(Photo object pointing records)
+ + + +
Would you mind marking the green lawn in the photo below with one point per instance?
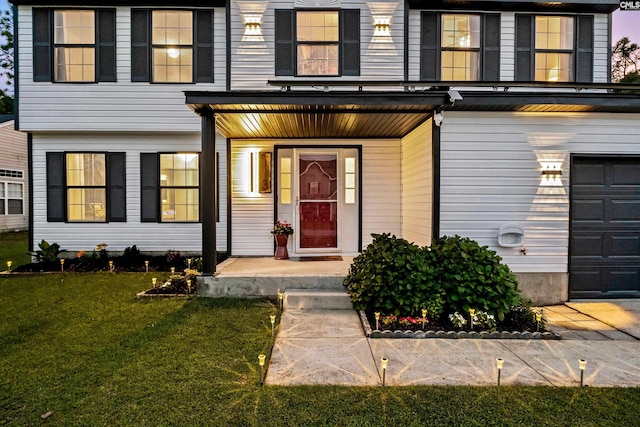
(82, 346)
(14, 247)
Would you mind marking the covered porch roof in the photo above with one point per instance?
(345, 110)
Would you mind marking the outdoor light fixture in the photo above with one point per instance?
(261, 359)
(499, 363)
(273, 324)
(583, 365)
(383, 363)
(538, 319)
(382, 27)
(472, 313)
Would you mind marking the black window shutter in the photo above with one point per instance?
(491, 47)
(350, 37)
(285, 43)
(116, 190)
(204, 46)
(584, 49)
(429, 46)
(55, 187)
(524, 48)
(149, 183)
(106, 46)
(140, 45)
(42, 45)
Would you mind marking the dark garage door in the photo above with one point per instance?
(605, 228)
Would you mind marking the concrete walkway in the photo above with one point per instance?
(330, 348)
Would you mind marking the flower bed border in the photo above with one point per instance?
(144, 294)
(375, 333)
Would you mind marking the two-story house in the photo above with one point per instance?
(195, 125)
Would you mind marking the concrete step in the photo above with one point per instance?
(316, 299)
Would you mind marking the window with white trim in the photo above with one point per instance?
(11, 198)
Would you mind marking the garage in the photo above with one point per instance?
(605, 227)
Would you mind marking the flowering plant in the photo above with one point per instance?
(457, 320)
(282, 228)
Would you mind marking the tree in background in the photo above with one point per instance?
(625, 62)
(6, 60)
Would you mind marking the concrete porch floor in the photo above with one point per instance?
(268, 266)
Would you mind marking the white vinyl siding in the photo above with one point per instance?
(417, 185)
(491, 173)
(252, 56)
(15, 158)
(253, 213)
(123, 106)
(146, 236)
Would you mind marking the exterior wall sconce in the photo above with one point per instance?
(252, 26)
(382, 27)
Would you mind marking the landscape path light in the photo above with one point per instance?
(583, 365)
(261, 359)
(383, 363)
(499, 363)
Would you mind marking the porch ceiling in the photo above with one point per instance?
(369, 114)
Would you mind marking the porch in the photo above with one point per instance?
(265, 276)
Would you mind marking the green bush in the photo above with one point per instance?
(395, 277)
(474, 277)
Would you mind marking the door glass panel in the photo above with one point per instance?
(318, 201)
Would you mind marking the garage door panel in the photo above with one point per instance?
(625, 246)
(625, 174)
(625, 210)
(605, 228)
(588, 210)
(589, 174)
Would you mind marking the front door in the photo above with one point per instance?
(318, 192)
(318, 185)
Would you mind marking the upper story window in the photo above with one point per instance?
(457, 46)
(172, 46)
(11, 198)
(172, 41)
(86, 187)
(460, 41)
(74, 51)
(554, 48)
(74, 45)
(317, 43)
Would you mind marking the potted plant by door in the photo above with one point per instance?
(281, 231)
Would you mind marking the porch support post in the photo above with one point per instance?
(208, 187)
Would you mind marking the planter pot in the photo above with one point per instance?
(281, 246)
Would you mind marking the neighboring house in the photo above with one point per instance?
(14, 177)
(195, 125)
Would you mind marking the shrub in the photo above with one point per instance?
(395, 277)
(474, 277)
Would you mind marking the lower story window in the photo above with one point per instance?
(11, 198)
(86, 187)
(180, 187)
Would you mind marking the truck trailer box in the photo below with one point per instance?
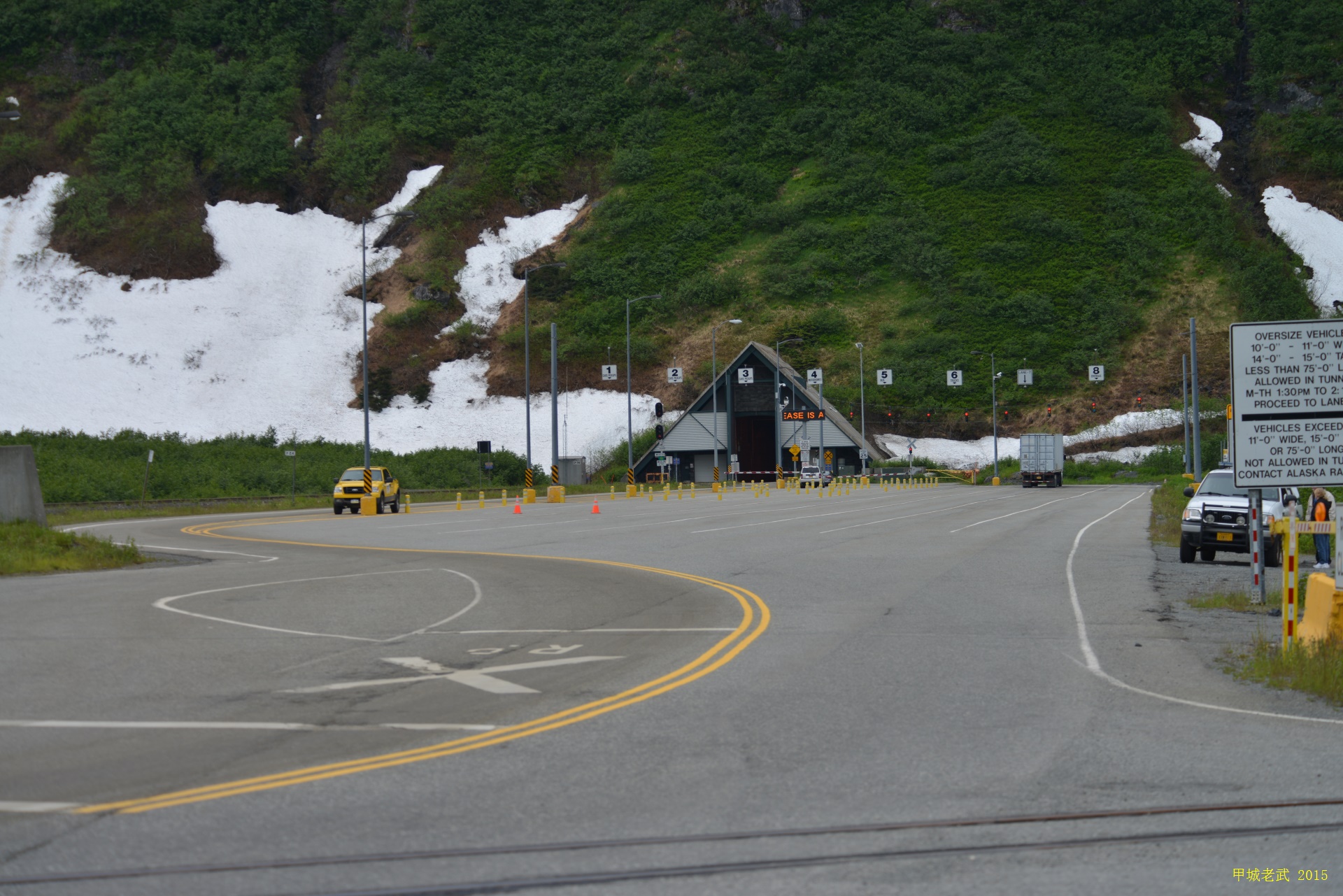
(1041, 460)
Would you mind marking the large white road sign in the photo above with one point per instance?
(1287, 404)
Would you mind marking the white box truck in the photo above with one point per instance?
(1041, 460)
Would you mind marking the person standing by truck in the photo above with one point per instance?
(1321, 511)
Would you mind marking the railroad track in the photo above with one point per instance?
(743, 865)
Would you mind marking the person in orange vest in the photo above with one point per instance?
(1322, 511)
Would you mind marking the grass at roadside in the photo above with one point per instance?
(1315, 669)
(27, 548)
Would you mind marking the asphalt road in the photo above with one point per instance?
(641, 702)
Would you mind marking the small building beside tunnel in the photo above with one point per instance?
(755, 427)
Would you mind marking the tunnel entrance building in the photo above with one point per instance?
(753, 425)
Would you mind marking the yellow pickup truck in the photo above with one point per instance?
(350, 490)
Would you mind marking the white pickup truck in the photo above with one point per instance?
(1217, 519)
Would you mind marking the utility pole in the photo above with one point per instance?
(1193, 370)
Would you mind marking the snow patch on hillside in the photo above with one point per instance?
(1209, 135)
(269, 339)
(1312, 234)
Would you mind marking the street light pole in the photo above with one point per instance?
(778, 402)
(862, 407)
(363, 281)
(629, 394)
(713, 386)
(527, 353)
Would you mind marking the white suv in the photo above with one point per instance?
(1217, 519)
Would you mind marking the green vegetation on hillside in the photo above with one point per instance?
(27, 548)
(925, 178)
(90, 468)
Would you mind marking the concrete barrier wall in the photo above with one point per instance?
(20, 493)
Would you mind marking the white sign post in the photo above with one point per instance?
(1287, 413)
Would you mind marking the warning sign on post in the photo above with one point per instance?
(1287, 404)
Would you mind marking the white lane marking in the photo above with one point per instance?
(164, 604)
(164, 547)
(462, 611)
(232, 726)
(1026, 511)
(22, 805)
(1093, 662)
(478, 678)
(909, 516)
(575, 630)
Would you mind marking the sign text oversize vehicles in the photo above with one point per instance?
(1287, 404)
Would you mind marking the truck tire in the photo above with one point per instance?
(1274, 553)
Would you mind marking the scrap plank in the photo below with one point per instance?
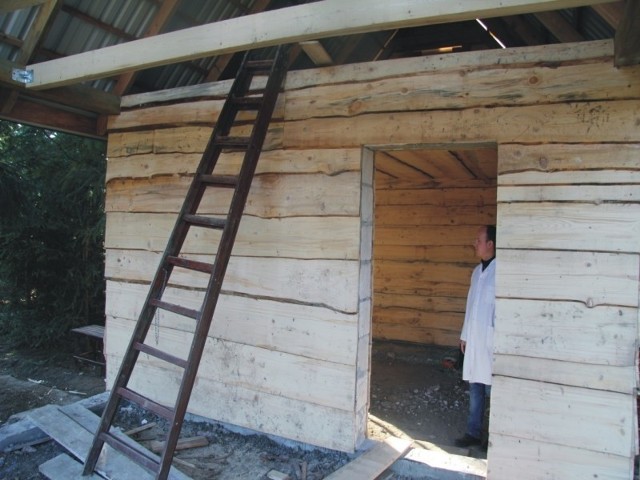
(77, 440)
(90, 421)
(374, 461)
(63, 467)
+ + + +
- [What the task requires] Could you quote all of the records above word for word, leaving the pictures out?

- [Solution for this problem]
Would you mind marking the green lawn in the photo below with one point per instance?
(82, 346)
(14, 247)
Would you mind marking the covered porch roof in the photo above with one point per instance?
(345, 110)
Would you mind marking the outdoor light fixture in the photo above with one point per instance?
(261, 359)
(499, 363)
(273, 324)
(583, 365)
(383, 363)
(538, 319)
(382, 27)
(472, 313)
Would you mind marking the black window shutter in the photo above with one point per instance?
(491, 47)
(350, 37)
(285, 43)
(116, 190)
(204, 46)
(584, 49)
(429, 46)
(55, 187)
(524, 48)
(149, 183)
(106, 46)
(140, 45)
(42, 45)
Would you mind marking the dark garage door in the photo above with one point per instance?
(605, 228)
Would you mind marking the concrete walkway in the photo above with one point per instance?
(330, 348)
Would you mind marking the flower bed border in the photo above with one point per instance?
(144, 294)
(375, 333)
Would you mind marking the two-story house in the photo above with one point per instance?
(195, 125)
Would you mind marking the concrete step in the photo above with one point per instance?
(316, 299)
Would you mind marking the window with white trim in the photo above with one point per instance?
(11, 198)
Would you mind marking the garage in the photo above with one point per instance?
(605, 227)
Would you mind marking the flowering plant in the photo above with one point per instance?
(457, 320)
(282, 228)
Would you mind marking the tree in background in the photo above with one point per instance?
(625, 62)
(6, 60)
Would you mind marking the concrete porch floor in the photo above with one point per instance?
(268, 266)
Would you mind marking the white vinyl siding in the photo above with one point per instance?
(417, 185)
(491, 173)
(252, 56)
(15, 158)
(253, 213)
(123, 106)
(146, 236)
Would you mind marking the exterior wall sconce in the photo above with one point per instance?
(252, 26)
(382, 27)
Would you mind marking the landscape path light in the photo above with one point per instance?
(583, 365)
(261, 359)
(383, 363)
(499, 363)
Would you mind marking the porch ceiling in the photo above with one point per instance?
(369, 114)
Would you mind marking the porch in the photo above with one point per instance?
(265, 276)
Would you mind marking the green bush in the photo above with one point per instance?
(395, 277)
(474, 277)
Would you mind marking the door glass panel in the photo above with one point per instance?
(318, 201)
Would you mind marking the garage door panel in the photo above with one point per instance?
(625, 246)
(625, 174)
(625, 210)
(605, 228)
(588, 210)
(589, 174)
Would you mind marking the front door in the photo above with one point per instance?
(318, 192)
(318, 185)
Would you mind marking the upper story window in the photo above with one point per instance?
(457, 46)
(172, 46)
(11, 198)
(172, 41)
(86, 187)
(460, 41)
(74, 51)
(554, 48)
(74, 45)
(317, 43)
Would you mind marking the potted plant by door in the photo above with one point per instance?
(281, 231)
Would you mind marking the porch support post in the photo above with one point per instance?
(208, 187)
Would you mind marking the planter pot in the photo above with one point per instance?
(281, 246)
Would you mind marking the neighboring house in the photo above with one point per instance?
(14, 177)
(195, 125)
Would you mind marking the shrub in the photo above with one point per instance?
(395, 277)
(474, 277)
Would you mind marking the lower story window in the photo above with one point per instance?
(11, 198)
(86, 187)
(180, 187)
Would you mind marking the truck trailer box in the photo below with one point per instance?
(1041, 460)
Would you mind marking the large white road sign in the photo above with one point per instance?
(1287, 404)
Would you mind marking the white box truck in the photo above with one point per instance?
(1041, 460)
Would you mind marking the person standing by truck in the photo above with one point per instance?
(1321, 511)
Would you mind marking the railroad track in the photo above with one point per instance?
(743, 865)
Would you mind marking the person in orange vest in the photo above with one point per instance?
(1322, 511)
Would you mind marking the grass at roadside in the photo above with one point per instance?
(1315, 669)
(27, 548)
Would you mind marking the asphalt road in the photo above with one point per instance?
(641, 702)
Would you mind marking the small building beside tunnel in the photo above with one point per instance?
(755, 427)
Would you mind marking the tunnel entrance building in the photo above with one point per instance?
(753, 425)
Would you mind marking the yellow pickup truck in the photo above with one point per instance?
(350, 490)
Would you mind marking the white pickup truck in the photo above with one point per instance?
(1217, 519)
Would you mind marking the utility pole in the photo above with one point per instance?
(1193, 370)
Would you mind marking the snow patch on hillside in the photo above with one point per instance?
(1209, 135)
(269, 339)
(1312, 234)
Would you mind marking the street light pole in the photo above with one point per instance?
(778, 402)
(862, 407)
(363, 281)
(629, 394)
(713, 386)
(527, 353)
Would you mind marking the white suv in the photo above with one point per instance?
(1217, 519)
Would you mind marking the green vegetation on hillside in the photo above with one point per instance?
(27, 548)
(925, 178)
(90, 468)
Would you mind marking the concrete barrier wall in the photo above with one point per instance?
(20, 493)
Would you mind marking the white sign post in the photo above with one point per instance?
(1287, 413)
Would you mind marking the warning sign on post in the photo above with one point per instance?
(1287, 404)
Would you mind marking the white lane marking in the photo above with one point per instance?
(164, 604)
(164, 547)
(462, 611)
(232, 726)
(1026, 511)
(22, 805)
(1093, 662)
(478, 678)
(909, 516)
(575, 630)
Would you mind marking the sign text oversize vehicles in the photo above with one point per instance?
(1287, 404)
Would you mind marking the truck tire in the photo above with one point per instance?
(1274, 553)
Would you mind marking the scrap plank in the photo below with one point per instance?
(77, 440)
(90, 421)
(374, 461)
(63, 467)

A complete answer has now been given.